REQUIREMENT:
Write out the rows from the line with "the white bridal" up to and including the line with "(668, 1001)", reproducing them character for character.

** START **

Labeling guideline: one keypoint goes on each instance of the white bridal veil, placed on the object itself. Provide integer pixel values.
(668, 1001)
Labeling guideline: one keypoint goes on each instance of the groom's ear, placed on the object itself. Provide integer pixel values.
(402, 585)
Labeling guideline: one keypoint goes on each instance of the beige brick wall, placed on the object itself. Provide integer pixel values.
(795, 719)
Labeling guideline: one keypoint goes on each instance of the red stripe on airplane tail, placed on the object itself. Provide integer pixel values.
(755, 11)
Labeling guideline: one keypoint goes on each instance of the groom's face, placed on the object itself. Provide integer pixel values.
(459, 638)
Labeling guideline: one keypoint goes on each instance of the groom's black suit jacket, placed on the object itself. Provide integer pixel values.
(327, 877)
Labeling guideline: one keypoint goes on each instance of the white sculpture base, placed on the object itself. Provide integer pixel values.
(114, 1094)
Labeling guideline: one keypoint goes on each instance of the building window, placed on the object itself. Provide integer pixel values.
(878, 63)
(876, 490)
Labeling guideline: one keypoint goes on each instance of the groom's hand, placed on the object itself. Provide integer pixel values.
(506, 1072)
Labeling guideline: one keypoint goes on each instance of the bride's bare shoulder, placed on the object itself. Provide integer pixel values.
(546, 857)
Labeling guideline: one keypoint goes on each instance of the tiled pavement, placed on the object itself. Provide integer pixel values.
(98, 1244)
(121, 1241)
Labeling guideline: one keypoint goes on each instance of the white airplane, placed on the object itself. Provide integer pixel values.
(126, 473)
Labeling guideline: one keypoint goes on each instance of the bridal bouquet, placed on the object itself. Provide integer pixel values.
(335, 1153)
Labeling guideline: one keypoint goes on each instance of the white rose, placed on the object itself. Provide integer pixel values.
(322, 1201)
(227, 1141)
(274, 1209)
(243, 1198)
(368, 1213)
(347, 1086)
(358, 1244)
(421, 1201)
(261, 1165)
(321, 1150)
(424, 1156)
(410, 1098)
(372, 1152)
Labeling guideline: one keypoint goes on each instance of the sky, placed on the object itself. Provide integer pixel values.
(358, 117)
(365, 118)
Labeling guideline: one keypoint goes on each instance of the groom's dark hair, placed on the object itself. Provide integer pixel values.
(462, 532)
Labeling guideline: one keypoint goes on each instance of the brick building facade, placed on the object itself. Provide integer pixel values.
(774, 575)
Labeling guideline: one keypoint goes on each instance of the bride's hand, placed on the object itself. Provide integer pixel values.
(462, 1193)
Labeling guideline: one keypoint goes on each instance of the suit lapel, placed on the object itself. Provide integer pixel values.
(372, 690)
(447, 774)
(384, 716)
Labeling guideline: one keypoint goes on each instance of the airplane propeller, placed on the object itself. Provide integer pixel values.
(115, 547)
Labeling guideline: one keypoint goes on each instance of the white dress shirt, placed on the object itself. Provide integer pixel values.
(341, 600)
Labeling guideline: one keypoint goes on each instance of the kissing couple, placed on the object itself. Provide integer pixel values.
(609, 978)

** END **
** START **

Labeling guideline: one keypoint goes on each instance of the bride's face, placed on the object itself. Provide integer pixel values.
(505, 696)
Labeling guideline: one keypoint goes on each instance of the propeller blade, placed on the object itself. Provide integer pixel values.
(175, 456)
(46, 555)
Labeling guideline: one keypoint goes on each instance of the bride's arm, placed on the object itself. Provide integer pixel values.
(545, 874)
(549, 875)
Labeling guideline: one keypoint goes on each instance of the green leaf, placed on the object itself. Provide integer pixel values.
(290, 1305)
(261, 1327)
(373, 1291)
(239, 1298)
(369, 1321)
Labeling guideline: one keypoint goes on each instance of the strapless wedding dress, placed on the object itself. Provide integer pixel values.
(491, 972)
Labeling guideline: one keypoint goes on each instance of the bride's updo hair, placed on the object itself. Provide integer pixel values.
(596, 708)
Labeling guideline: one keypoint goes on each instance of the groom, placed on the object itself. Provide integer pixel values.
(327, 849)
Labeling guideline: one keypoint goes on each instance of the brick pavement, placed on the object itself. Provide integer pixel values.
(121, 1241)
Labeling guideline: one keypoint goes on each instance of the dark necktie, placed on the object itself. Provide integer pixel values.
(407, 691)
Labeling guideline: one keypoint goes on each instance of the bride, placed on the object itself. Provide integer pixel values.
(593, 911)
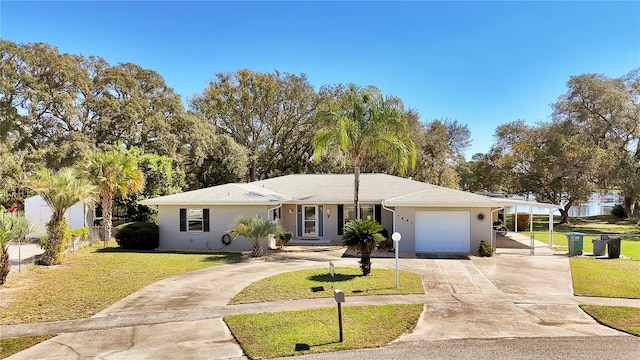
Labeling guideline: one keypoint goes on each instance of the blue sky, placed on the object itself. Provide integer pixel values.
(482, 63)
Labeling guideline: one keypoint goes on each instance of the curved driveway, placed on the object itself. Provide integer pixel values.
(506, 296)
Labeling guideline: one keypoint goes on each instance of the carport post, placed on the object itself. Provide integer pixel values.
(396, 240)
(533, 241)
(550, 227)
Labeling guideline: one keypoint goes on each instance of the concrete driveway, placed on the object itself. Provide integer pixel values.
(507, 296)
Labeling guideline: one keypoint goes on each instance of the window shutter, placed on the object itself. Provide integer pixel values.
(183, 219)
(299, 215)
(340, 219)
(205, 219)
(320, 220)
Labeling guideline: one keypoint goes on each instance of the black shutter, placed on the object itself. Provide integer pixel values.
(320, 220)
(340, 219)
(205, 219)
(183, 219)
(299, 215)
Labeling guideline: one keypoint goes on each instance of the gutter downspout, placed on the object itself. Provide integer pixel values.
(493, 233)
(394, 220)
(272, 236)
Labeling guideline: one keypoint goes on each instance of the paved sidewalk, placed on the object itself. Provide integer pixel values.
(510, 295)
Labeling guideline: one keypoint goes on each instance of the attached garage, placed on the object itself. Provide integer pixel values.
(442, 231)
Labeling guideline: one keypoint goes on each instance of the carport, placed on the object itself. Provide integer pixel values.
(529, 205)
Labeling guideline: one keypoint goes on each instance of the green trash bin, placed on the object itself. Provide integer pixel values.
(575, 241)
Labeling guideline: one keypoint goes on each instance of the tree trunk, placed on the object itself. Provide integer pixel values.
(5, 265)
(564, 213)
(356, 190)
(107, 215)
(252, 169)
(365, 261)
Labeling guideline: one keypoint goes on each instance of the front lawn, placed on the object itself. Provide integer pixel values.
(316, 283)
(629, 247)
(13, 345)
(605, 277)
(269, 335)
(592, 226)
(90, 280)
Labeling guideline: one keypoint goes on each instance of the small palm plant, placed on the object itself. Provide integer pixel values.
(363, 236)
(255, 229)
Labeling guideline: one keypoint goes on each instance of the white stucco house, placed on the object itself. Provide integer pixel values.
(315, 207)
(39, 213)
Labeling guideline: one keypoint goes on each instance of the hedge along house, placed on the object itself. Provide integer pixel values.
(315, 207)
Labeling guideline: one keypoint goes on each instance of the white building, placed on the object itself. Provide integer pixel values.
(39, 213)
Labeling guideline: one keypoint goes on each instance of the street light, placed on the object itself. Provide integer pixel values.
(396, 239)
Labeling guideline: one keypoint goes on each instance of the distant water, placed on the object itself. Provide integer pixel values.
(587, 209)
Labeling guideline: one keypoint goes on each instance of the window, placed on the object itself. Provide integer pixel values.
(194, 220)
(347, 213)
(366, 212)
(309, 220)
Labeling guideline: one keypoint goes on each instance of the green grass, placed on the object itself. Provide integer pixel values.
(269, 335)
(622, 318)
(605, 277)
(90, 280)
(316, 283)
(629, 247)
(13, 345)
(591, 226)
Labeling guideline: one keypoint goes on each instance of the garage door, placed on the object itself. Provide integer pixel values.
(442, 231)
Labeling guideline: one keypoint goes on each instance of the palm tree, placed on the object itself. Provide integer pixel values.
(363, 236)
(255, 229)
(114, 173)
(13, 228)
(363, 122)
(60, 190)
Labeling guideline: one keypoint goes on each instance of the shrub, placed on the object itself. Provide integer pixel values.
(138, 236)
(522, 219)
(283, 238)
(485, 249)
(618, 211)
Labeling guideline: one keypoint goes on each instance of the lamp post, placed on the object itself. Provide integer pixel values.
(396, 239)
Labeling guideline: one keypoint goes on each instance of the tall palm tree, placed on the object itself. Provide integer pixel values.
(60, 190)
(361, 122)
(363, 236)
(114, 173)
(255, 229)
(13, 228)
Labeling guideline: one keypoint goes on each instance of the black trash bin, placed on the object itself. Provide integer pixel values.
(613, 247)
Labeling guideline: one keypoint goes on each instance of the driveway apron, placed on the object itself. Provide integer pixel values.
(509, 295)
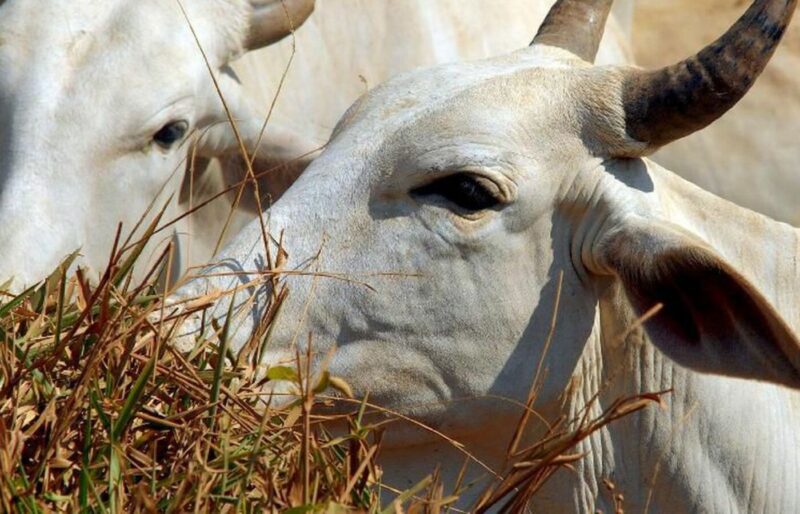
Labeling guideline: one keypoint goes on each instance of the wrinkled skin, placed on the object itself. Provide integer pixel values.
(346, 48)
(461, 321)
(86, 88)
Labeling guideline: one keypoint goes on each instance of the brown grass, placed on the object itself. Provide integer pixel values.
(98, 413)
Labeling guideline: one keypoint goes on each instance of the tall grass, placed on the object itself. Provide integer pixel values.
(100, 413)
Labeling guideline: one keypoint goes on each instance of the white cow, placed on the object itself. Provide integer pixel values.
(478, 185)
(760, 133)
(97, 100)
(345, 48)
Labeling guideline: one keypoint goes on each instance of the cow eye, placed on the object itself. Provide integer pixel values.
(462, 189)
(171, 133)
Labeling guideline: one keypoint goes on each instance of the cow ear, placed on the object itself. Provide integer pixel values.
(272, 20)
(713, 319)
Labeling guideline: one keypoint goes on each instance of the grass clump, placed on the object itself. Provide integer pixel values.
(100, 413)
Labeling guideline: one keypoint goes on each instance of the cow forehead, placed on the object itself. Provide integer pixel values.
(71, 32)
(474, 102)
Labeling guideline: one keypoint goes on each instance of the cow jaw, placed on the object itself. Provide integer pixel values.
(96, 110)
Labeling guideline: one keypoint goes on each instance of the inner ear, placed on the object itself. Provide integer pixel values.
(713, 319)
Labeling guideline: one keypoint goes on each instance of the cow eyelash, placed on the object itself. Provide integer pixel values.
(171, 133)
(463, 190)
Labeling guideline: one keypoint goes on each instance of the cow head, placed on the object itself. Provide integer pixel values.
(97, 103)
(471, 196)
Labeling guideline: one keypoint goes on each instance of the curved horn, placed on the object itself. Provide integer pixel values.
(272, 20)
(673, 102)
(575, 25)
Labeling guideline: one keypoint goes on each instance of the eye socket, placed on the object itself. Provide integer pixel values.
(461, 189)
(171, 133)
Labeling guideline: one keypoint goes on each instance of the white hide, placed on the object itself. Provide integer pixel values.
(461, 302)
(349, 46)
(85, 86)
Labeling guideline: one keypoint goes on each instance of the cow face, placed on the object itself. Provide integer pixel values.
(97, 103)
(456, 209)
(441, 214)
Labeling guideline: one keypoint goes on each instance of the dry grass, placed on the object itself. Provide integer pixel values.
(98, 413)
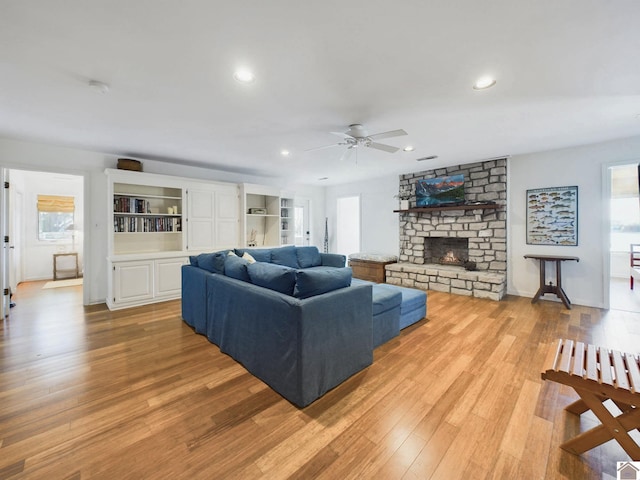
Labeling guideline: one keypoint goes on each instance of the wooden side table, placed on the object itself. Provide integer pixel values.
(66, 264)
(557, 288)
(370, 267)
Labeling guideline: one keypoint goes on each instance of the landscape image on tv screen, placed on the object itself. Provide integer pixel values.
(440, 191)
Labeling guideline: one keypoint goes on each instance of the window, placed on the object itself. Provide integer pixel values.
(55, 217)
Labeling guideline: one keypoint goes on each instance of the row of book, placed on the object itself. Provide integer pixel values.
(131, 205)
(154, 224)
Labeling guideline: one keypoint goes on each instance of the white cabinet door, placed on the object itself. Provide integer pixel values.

** END **

FINISHED EXERCISE:
Labeling guideline: one keypoint goes on each instance of the white bridal veil, placed on the object itself. Provide integer pixel values.
(668, 1001)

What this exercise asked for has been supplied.